— Start of Excerpted passage —
Project ATHENA: Indian Sign Language (ISL) Recognition

Project ATHENA is a high-performance, real-time Indian Sign Language (ISL) recognition system. It leverages computer vision and deep learning to translate hand gestures into text (0-9, A-Z) with high stability and accuracy.

🚀 Key Features

Real-Time Performance: Processes 30+ FPS on a standard laptop CPU using a lightweight MLP architecture.
Geometric Feature Engineering: Uses a custom 180-dimensional feature vector instead of raw pixels, making it robust against background noise and lighting.
Invariance: Robust to hand position (Translation Invariance) and hand-to-camera distance (Scale Invariance).
Advanced Inference: Employs Test-Time Augmentation (TTA) and Weighted Voting to eliminate flickering and provide stable predictions.
Multi-Hand Support: Capable of processing both right and left hand inputs simultaneously.

🛠️ Technical Stack

Language: Python 3.x
Frameworks: PyTorch (Deep Learning), MediaPipe (Hand Tracking), OpenCV (Computer Vision).
Libraries: NumPy, Scikit-learn, Matplotlib, Tqdm.

🧠 System Architecture

1. Data Pipeline

The system follows a modular pipeline: Camera Input → MediaPipe Hands → Normalization → Feature Engineering → MLP Inference → Weighted Voting → Final Output.
— End of Excerpted passage —
— Start of Data supplied —
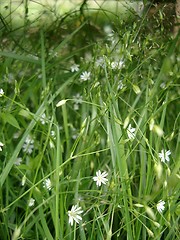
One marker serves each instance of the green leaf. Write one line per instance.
(9, 118)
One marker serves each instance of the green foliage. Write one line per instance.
(114, 111)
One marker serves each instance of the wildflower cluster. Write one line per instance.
(74, 213)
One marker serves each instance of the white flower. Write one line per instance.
(1, 92)
(47, 184)
(85, 76)
(130, 132)
(28, 145)
(18, 161)
(100, 178)
(31, 202)
(74, 214)
(160, 206)
(100, 62)
(75, 68)
(77, 101)
(23, 180)
(117, 64)
(120, 85)
(164, 155)
(1, 145)
(43, 119)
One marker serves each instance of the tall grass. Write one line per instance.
(58, 126)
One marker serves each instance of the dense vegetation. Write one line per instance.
(89, 139)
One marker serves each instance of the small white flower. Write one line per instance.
(164, 155)
(120, 85)
(18, 161)
(77, 101)
(85, 76)
(47, 184)
(28, 145)
(1, 146)
(43, 119)
(75, 68)
(130, 132)
(31, 202)
(1, 92)
(74, 214)
(100, 62)
(23, 180)
(160, 206)
(100, 178)
(117, 64)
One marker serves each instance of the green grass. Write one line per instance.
(81, 134)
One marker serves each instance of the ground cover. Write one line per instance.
(89, 139)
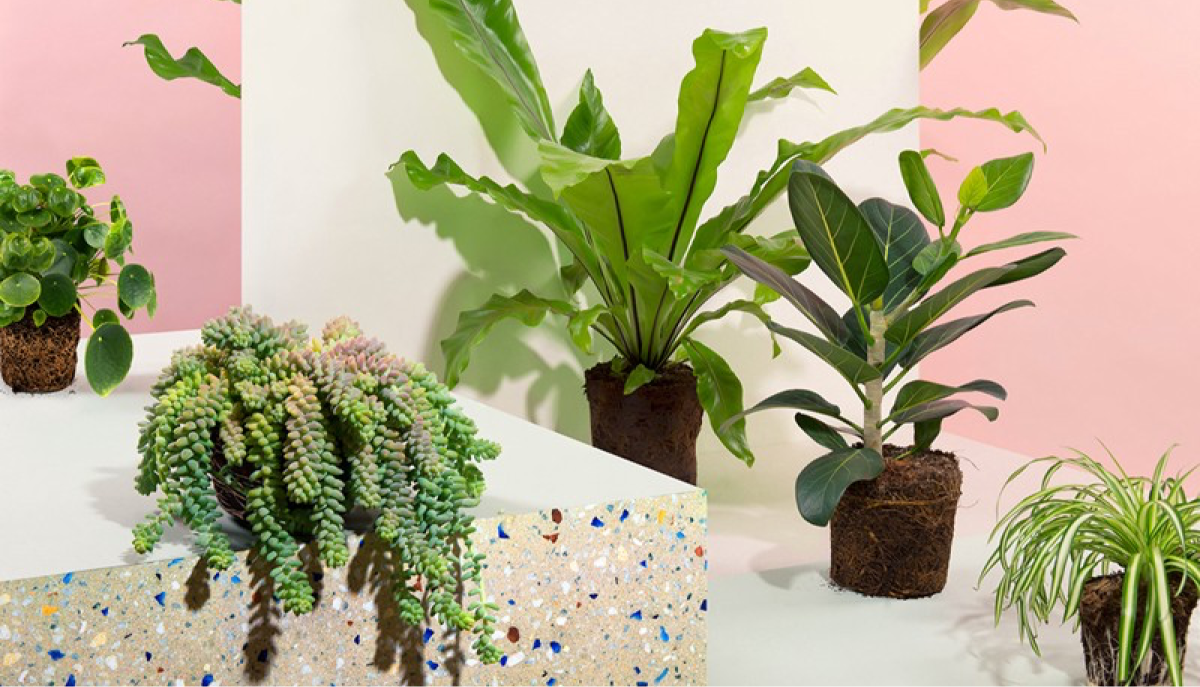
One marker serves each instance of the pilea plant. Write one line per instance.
(292, 434)
(57, 252)
(1117, 553)
(883, 260)
(634, 227)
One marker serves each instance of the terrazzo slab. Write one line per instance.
(589, 596)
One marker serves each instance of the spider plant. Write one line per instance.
(634, 227)
(1056, 539)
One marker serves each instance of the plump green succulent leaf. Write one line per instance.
(839, 238)
(720, 394)
(823, 482)
(475, 324)
(59, 294)
(855, 369)
(783, 87)
(84, 172)
(936, 338)
(1020, 240)
(816, 310)
(942, 24)
(793, 399)
(1032, 266)
(903, 237)
(821, 432)
(997, 184)
(923, 392)
(108, 358)
(589, 129)
(193, 64)
(639, 377)
(490, 35)
(135, 286)
(19, 290)
(922, 189)
(913, 322)
(940, 410)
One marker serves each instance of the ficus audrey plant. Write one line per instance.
(1127, 545)
(193, 64)
(945, 21)
(635, 226)
(57, 252)
(891, 268)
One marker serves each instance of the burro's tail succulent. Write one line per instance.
(311, 429)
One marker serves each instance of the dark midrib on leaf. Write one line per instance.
(624, 246)
(691, 190)
(527, 106)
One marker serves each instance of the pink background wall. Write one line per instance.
(1110, 352)
(172, 150)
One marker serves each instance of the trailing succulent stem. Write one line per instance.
(321, 426)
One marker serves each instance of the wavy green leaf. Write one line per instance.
(720, 394)
(193, 64)
(783, 87)
(822, 483)
(475, 324)
(490, 35)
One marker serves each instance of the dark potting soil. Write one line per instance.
(655, 426)
(1099, 622)
(40, 359)
(892, 536)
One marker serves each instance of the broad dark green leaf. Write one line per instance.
(941, 410)
(59, 294)
(589, 129)
(936, 338)
(822, 483)
(711, 106)
(475, 324)
(855, 369)
(821, 432)
(835, 233)
(19, 290)
(997, 184)
(195, 65)
(489, 34)
(912, 323)
(1029, 267)
(108, 358)
(903, 237)
(796, 400)
(1043, 6)
(720, 394)
(84, 172)
(135, 286)
(942, 24)
(783, 87)
(1020, 240)
(810, 304)
(639, 377)
(772, 181)
(922, 189)
(923, 392)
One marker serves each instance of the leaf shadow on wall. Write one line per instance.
(502, 254)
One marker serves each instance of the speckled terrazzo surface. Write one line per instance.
(592, 596)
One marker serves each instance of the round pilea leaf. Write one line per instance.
(105, 316)
(21, 290)
(59, 294)
(135, 286)
(108, 358)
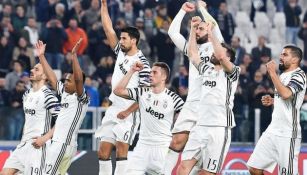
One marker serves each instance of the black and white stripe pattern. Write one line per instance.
(145, 72)
(176, 100)
(220, 162)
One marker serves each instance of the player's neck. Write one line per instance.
(37, 85)
(132, 51)
(158, 88)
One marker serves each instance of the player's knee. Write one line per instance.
(254, 171)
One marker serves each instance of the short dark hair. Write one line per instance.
(165, 68)
(295, 51)
(230, 52)
(132, 32)
(83, 75)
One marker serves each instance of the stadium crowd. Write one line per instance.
(60, 23)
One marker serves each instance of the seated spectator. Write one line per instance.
(30, 32)
(260, 51)
(6, 53)
(54, 35)
(13, 77)
(225, 22)
(24, 53)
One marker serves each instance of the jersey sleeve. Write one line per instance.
(234, 74)
(136, 93)
(60, 88)
(84, 98)
(144, 73)
(116, 49)
(297, 82)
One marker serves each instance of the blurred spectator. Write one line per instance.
(240, 50)
(161, 16)
(225, 22)
(182, 79)
(258, 5)
(292, 12)
(24, 53)
(98, 43)
(105, 90)
(30, 32)
(113, 8)
(19, 19)
(4, 94)
(13, 77)
(61, 14)
(16, 119)
(128, 13)
(7, 10)
(74, 33)
(260, 51)
(165, 49)
(92, 14)
(45, 9)
(302, 34)
(54, 35)
(6, 53)
(143, 44)
(104, 69)
(66, 65)
(7, 29)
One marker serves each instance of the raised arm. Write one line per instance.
(208, 18)
(77, 72)
(120, 89)
(193, 54)
(107, 24)
(174, 29)
(219, 51)
(40, 49)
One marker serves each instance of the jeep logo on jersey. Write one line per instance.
(121, 67)
(64, 105)
(210, 83)
(154, 113)
(29, 111)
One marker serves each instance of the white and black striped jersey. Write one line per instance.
(205, 52)
(73, 110)
(122, 66)
(286, 114)
(217, 95)
(157, 113)
(39, 107)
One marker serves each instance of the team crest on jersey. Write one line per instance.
(164, 104)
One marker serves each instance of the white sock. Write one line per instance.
(170, 162)
(120, 167)
(105, 167)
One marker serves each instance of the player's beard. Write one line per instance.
(125, 49)
(282, 67)
(202, 40)
(214, 61)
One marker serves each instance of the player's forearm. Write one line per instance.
(133, 107)
(120, 89)
(282, 90)
(174, 30)
(48, 71)
(193, 55)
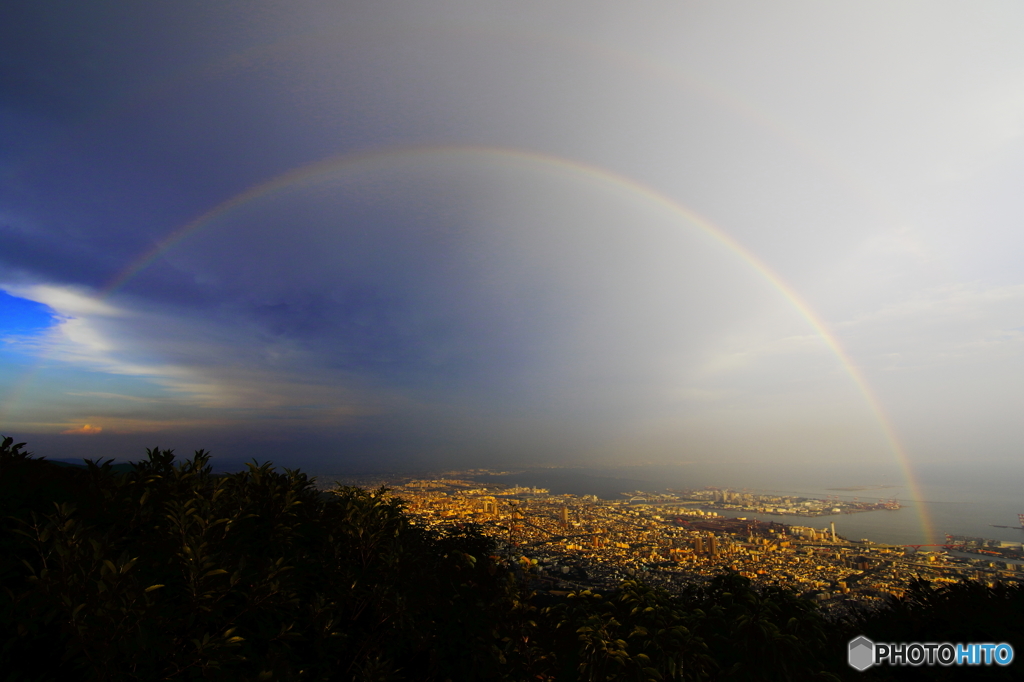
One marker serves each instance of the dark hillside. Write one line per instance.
(168, 571)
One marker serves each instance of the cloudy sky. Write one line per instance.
(356, 235)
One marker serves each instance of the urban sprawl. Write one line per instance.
(675, 539)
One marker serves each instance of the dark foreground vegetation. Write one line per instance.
(168, 571)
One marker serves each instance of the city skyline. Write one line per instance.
(346, 238)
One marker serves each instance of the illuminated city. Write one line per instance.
(675, 539)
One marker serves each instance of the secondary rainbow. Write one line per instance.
(528, 159)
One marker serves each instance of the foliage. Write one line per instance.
(173, 572)
(169, 571)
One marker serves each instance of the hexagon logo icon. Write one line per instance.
(861, 654)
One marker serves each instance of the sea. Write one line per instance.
(956, 500)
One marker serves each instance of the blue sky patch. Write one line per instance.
(19, 315)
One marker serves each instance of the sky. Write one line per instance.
(366, 236)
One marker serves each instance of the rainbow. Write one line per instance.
(534, 161)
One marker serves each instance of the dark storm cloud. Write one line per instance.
(454, 306)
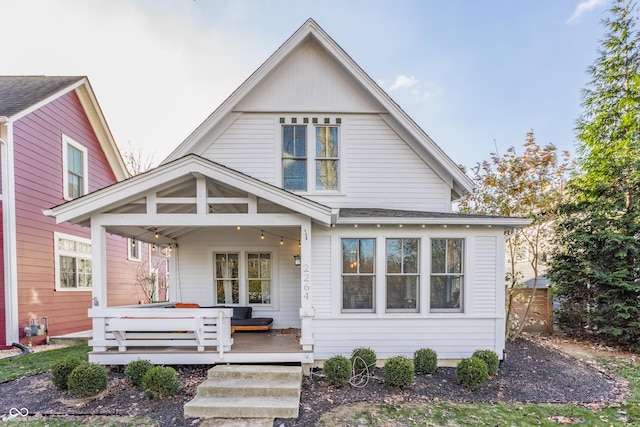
— End of Data supplied —
• _Task instructions_: Write the next part of the Indian Sign Language recognition project description, picking up after its last sentence.

• _Task response_:
2. Feature Engineering (180-Dim Vector)

Instead of feeding images directly, we extract 90 features per hand (Total 180):

Normalized XYZ (63): 21 landmarks centered at the wrist and scaled relative to the hand size.
Derived Geometric Features (27):
- Bone Angles (10): Computing the angular relationship between finger segments using arccos of dot products.
- Fingertip Distances (10): Pairwise Euclidean distances between all 5 fingertips.
- Thumb-to-Finger Distances (4): Distance from the thumb tip to all other finger tips.
- Palm Normal (3): A 3D vector representing the palm's orientation using the cross product of the hand plane.

3. Model Architecture (v8)

The core is a Deep Multi-Layer Perceptron (MLP) with 5 hidden layers:

Input: 180 features
Hidden Layers: 512 → 512 → 256 → 128 → 64
Regularization: Batch Normalization after every layer and Dropout (0.4 to 0.2) to prevent overfitting.
Output: 36 classes (Softmax).

📈 Training Techniques

Data Augmentation: Includes XY rotation ($\pm 20°$), random scaling (0.8x-1.2x), wrist jitter, mirror flipping, and Finger Dropout (randomly "hiding" a finger to force the model to learn from partial data).
Class Weighting: Balanced CrossEntropyLoss to handle class imbalances in the ISLRTC and Prekshapalva datasets.
Optimization: Adam Optimizer with Weight Decay (L2 Regularization).
Learning Rate Control: ReduceLROnPlateau scheduler to fine-tune weights as the model nears convergence.

🖥️ Live Inference Logic

Test-Time Augmentation (TTA): During inference, the system runs 7 parallel versions of the input with slight noise and averages the results for higher precision.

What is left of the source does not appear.